• SUPPLIED MATERIAL:
-=-=-=-=-

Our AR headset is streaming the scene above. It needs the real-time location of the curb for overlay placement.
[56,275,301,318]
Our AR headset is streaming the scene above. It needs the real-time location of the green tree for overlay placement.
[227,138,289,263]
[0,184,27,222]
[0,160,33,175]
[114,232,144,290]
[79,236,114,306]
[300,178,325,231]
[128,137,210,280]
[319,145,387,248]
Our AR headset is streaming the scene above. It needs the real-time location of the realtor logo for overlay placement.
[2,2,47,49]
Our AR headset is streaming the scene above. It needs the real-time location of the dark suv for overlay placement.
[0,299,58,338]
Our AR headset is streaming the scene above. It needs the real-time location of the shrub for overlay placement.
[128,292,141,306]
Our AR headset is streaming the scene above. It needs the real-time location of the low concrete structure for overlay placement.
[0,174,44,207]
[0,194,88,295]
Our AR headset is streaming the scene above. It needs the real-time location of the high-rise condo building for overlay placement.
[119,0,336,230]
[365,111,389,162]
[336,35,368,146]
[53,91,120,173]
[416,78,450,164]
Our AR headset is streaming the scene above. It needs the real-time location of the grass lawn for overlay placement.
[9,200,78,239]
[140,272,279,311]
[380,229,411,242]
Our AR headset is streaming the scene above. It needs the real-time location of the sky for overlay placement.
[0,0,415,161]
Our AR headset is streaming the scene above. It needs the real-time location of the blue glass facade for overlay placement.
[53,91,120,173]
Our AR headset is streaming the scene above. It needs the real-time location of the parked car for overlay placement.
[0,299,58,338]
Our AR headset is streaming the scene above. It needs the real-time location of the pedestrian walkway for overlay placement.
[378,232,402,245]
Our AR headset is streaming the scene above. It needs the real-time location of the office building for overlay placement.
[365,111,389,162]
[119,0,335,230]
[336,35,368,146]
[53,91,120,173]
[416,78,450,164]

-=-=-=-=-

• STATED EXERCISE: Rewrite all the data above, changing each "overlay placement" to "label placement" and leaving everything else unchanged.

• SOLUTION:
Our AR headset is streaming the scene above. It needs the real-time location of the curb for label placement.
[56,275,301,318]
Our AR headset is streaming the scene above. It needs the real-time location of the green tree for label placement.
[227,138,289,263]
[0,184,27,222]
[0,160,33,175]
[114,232,144,290]
[79,236,114,306]
[300,178,325,231]
[128,137,210,280]
[319,145,387,248]
Our AR headset is streaming the scene above. It needs the real-time location of the realtor logo for label placement.
[2,2,47,49]
Our AR headset is streaming the scene above. It needs the real-time location of the dark suv for label placement.
[0,299,58,338]
Our AR headset is streaming the scene above. It needs the real-time location of the shrub for label placement.
[128,292,141,306]
Our AR headset is streaming the scene above. It needs the real-time location of the low concrete structure for label placement.
[0,174,44,207]
[0,194,88,295]
Our AR headset is streaming the scene above. It needs the real-time location of the high-rise condo building for label placement.
[119,0,336,230]
[365,111,389,162]
[336,35,368,146]
[53,91,120,173]
[416,78,450,164]
Our AR headset is streaming the scene above. It needs the real-time location of the grass lawn for label placement.
[9,200,78,239]
[140,272,279,311]
[380,229,411,242]
Our AR headset is streaming the scene above. It needs the real-time location of the sky for label placement.
[0,0,415,161]
Our AR headset is streaming the scene above. It needs the real-time location of the blue glass facade for label placement.
[53,91,120,173]
Our AR headset is streaming the scene above. It needs the real-time location of the parked car for label placement.
[0,299,58,338]
Our AR headset is streaming the scene above. It needs the real-time location of the pedestrian walkway for label placement.
[378,232,402,245]
Our AR headset is streaming the scene above. It needs the real-time location of the office building for label placement.
[365,111,389,162]
[119,0,335,230]
[336,35,368,146]
[53,91,120,173]
[416,78,450,164]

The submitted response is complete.